§ **TEXTAUSZUG**:
------------

Es deutet aber einiges darauf hin, dass Amberg stark obsessive Züge hat: Er steigert sich schon sehr früh in seine Liebe zu Bibiche. Die Frau arbeitet ein halbes Jahr im gleichen Raum wie er, er wagt nicht, sie anzusprechen, und nachher ist er so verzaubert, dass er ganz Berlin nach ihr absucht und sich dafür in Schulden stürzt. Dann die seltsame Szene vor dem Trödelladen in Osnabrück: Warum wird er von diesem gotischen Antlitz so sehr aus der Fassung gebracht? All das deutet darauf hin, dass Amberg psychisch nicht stabil ist und mit Variante 2 nur einen Wunsch imaginär auslebt. Darauf deutet auch jene Passage hin, in der er die Pflege im Spital quasi schon antizipiert, und auch die teilweise sehr seltsamen Angaben, wo Gespräche stattgefunden haben. Ein Gespräch mit dem Baron scheint beispielsweise an verschiedenen Orten gleichzeitig stattzufinden. Auch das imaginierte Zwiegespräch, das er mit Praxatin führt, als er auf Bibiche wartet, deutet darauf hin, dass er gerne mal ein bisschen phantasiert.

------------

§ **VERFÜGBARE DATEN**:
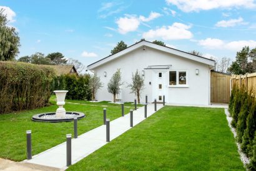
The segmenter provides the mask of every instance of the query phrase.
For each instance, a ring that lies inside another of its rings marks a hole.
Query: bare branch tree
[[[223,57],[217,62],[217,71],[226,73],[227,68],[231,65],[232,60],[230,58]]]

------------

§ **AUFGABEN**:
1: Beantworte die folgenden Fragen zum Textauszug über Amberg.
(a) Wie lange arbeitet die Frau im gleichen Raum wie Amberg?
(b) In welcher Stadt steht der Trödelladen?
(c) Mit wem führt Amberg ein imaginiertes Zwiegespräch, während er auf Bibiche wartet?
2: Setze den Textauszug über Amberg nach seinem letzten Satz fort.

§ **LÖSUNGEN**:
1:
(a) Ein halbes Jahr.
(b) In Osnabrück.
(c) Mit Praxatin.

2:
Das stärkste Argument, dass die Ereignisse nicht stattgefunden haben, bringt aber Amberg selbst. Einerseits macht er immer wieder klar, dass er sich die Nacht mit Bibiche nicht nehmen lassen will. Er will also unbedingt glauben, dass sie stattgefunden hat. Zudem sagt er im Gespräch mit ihr auch explizit, dass Träume mitunter vorzuziehen sind (in meiner Ausgabe S. 79).
Hier wird eigentlich Ambergs Haltung klar formuliert, und ich denke, dass man diese Passage als Schlüssel zum ganzen Roman verstehen kann.Er [Praxtin] ist glücklich. Er lebt in einem Traum, und so ist sein Reichtum sicherer als jeder andere. Denn was man im Traum besitz, kann einem eine Welt von Feinden nehmen. Nur das Erwachen, - aber wer wird so grausam sein, ihn aus seinem Traum zu wecken?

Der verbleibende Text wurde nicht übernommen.